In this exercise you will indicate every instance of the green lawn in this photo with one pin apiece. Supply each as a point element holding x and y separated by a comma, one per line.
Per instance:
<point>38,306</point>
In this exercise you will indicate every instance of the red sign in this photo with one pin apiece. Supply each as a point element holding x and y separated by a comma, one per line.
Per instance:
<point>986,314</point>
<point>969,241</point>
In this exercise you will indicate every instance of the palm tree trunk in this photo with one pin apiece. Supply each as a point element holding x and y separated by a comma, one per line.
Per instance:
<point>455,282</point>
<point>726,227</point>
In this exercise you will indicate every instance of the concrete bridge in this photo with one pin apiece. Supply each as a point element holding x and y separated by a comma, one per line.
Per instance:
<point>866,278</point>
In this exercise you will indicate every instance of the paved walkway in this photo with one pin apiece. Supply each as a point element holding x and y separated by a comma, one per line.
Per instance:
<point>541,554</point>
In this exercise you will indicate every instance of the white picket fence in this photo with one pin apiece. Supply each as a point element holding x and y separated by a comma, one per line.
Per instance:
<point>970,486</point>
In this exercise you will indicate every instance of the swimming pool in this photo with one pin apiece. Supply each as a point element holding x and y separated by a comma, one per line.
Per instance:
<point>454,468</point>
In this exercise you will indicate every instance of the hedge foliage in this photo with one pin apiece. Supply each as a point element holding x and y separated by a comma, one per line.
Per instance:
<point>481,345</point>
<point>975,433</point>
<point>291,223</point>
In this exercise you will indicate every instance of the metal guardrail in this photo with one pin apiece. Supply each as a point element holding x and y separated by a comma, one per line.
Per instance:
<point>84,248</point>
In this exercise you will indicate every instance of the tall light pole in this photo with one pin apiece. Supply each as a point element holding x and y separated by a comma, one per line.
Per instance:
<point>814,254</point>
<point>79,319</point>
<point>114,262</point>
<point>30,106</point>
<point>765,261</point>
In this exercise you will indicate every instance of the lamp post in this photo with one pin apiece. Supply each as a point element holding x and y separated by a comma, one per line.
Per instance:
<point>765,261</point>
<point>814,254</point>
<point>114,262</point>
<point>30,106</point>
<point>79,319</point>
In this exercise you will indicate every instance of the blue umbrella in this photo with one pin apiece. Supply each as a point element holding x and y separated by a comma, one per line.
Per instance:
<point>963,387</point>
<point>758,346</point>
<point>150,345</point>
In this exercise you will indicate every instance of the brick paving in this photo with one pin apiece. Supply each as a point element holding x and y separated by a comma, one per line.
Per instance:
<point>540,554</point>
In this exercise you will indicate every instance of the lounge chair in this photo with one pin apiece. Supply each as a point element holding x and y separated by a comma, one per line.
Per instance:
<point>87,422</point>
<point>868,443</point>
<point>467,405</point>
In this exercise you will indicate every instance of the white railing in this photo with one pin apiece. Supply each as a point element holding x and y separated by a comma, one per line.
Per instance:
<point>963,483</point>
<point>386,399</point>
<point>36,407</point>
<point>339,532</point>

•••••

# Try it:
Within the entries above, report how many lines include "white", and keep the answer to the number.

# Result:
2